[Passage given]:

In addition to paying $20 million, which will be used to refund
harmed consumers, the proposed settlement also would require the
companies to make clear disclosures of a car’s offering price—the
actual price any consumer can pay to get the car, excluding only
required government charges—and get consent from buyers for any
charges. The $20 million proposed monetary judgment is the largest
the FTC has secured against an auto dealer.
“Working closely with the Illinois Attorney General, we are holding
these dealerships accountable for unlawfully extracting millions of
dollars from consumers through a textbook bait-and-switch scheme,
and bolstering their poor reputation with fake reviews,” said Samuel
Levine, Director of the FTC’s Bureau of Consumer Protection. “We
will continue our work to ensure that consumers are not being
overcharged for cars, and that honest dealers do not need to compete
with firms that cheat.”
“This dealership network engaged in bait-and-switch tactics by
luring consumers into their dealerships with lower prices only to
either require consumers to purchase allegedly pre-installed add-on
products or charge consumers for those products without their
knowledge or permission,” said Illinois Attorney General Kwame Raoul.
“I appreciate the collaboration with the Federal Trade Commission to
ensure bad actors are held accountable and our consumers are
protected from deceptive business practices.”

[Tasks]:
1: In the passage on the FTC auto dealer case, starting at "In addition to" and ending at "an auto dealer.", change "settlement" to "agreement" and give that part again.
2: Write the next few sentences of the passage on the FTC auto dealer case, picking up after its last line.

[Extracted entries]:
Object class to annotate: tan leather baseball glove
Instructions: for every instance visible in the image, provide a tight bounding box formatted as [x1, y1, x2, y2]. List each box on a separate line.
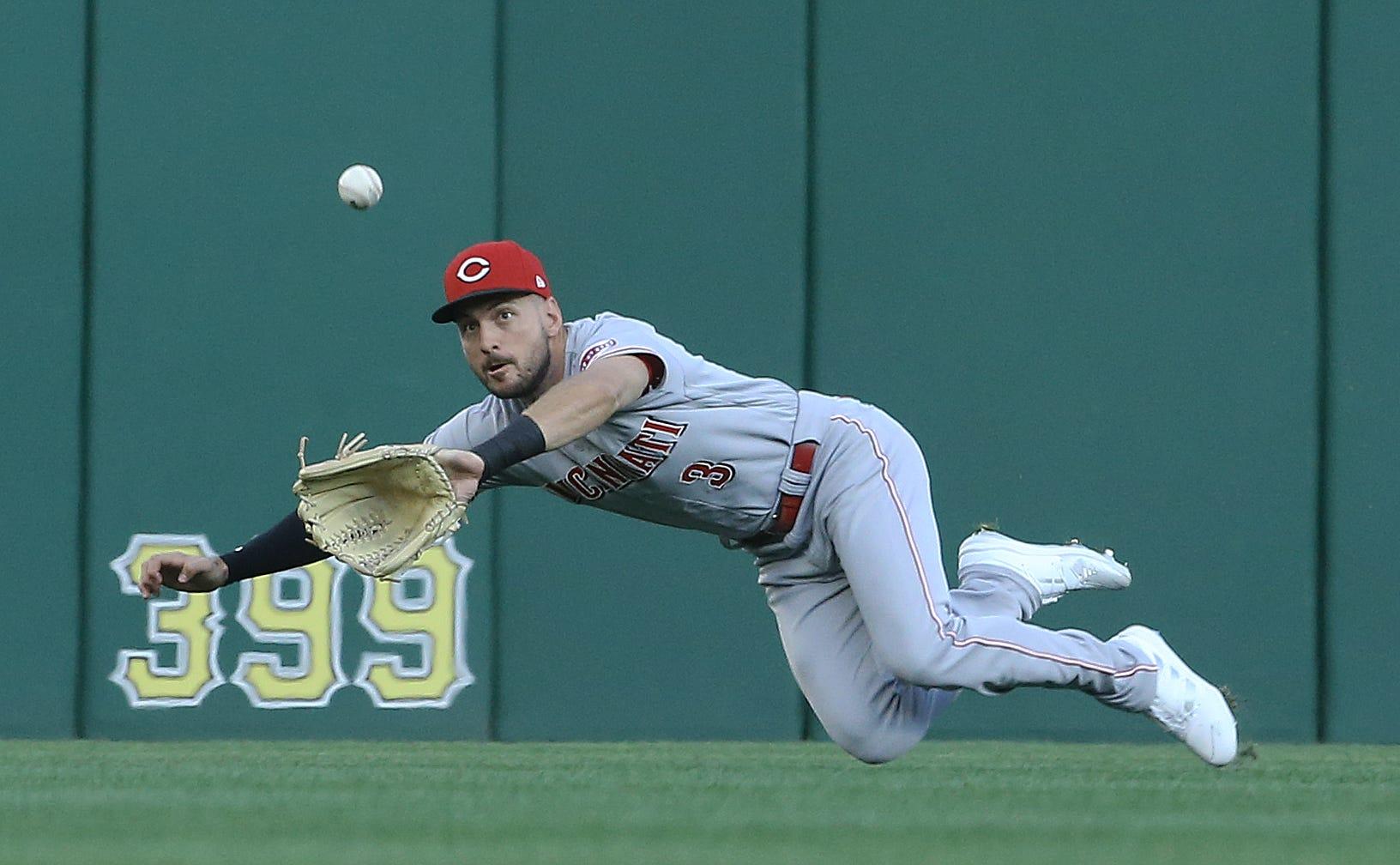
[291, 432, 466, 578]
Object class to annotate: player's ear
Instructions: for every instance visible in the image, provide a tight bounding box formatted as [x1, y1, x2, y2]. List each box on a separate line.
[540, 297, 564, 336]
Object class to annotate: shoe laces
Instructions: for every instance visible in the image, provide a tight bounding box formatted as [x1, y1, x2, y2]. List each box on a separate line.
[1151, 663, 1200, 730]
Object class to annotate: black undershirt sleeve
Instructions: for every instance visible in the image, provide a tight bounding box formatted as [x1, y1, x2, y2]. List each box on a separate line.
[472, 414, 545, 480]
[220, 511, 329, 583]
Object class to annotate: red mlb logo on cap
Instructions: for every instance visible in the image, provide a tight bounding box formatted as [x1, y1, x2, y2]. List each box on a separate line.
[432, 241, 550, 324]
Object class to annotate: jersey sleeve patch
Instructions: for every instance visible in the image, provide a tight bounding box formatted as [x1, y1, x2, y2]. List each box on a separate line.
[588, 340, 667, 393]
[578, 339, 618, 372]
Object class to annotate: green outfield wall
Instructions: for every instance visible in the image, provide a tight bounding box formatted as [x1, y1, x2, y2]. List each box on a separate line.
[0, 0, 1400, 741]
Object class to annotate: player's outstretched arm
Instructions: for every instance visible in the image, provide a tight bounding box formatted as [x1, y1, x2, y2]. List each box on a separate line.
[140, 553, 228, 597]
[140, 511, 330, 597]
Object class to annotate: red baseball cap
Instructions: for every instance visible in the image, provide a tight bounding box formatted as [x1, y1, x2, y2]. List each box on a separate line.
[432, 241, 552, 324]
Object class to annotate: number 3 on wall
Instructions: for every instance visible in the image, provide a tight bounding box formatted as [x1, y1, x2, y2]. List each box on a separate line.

[Answers to the exercises]:
1:
In addition to paying $20 million, which will be used to refund
harmed consumers, the proposed agreement also would require the
companies to make clear disclosures of a car’s offering price—the
actual price any consumer can pay to get the car, excluding only
required government charges—and get consent from buyers for any
charges. The $20 million proposed monetary judgment is the largest
the FTC has secured against an auto dealer.

2:
In a complaint filed by the FTC and the Illinois
Attorney General, the agencies charge the companies, along with
former vice president of U.S. operations James Douvas with violating
federal and state laws. The complaint alleges the defendants have
deceived consumers about the price and availability of vehicles,
charged them for expensive add-ons without consent, tacked on
unwanted junk fees to purchases, posted fake reviews, and failed to
disclose that U.S. customers were buying cars imported from Canada,
along with other unlawful conduct.
Leader has frequently advertised new and used cars online with low
prices designed to entice consumers into their dealerships, but
those prices are often false, according to the complaint. When
consumers arrive at a Leader dealership, salespeople often tell them
the car has preinstalled add-ons like protective coatings (often
under the name Xzilon) and theft protection (under the name LoJack)
that cost thousands of dollars, and that these add-ons are required
despite not being included in the advertised price of the car.
According to the complaint, the add-ons have been wildly profitable
for Leader, with dealerships at one point reporting more than 99%
profit on them. Leader salespeople have been paid a commission for
these add-on products, in many cases making more from the sale of
the add-ons than the commission they are paid for selling the car
itself.
A survey of Leader customers showed that nearly 80% of them were
charged for at least one add-on without authorization or because
they were falsely told the add-on was required. The unwanted add-ons
also included items tacked on in the financing process like
guaranteed asset protection (GAP) coverage and service contracts.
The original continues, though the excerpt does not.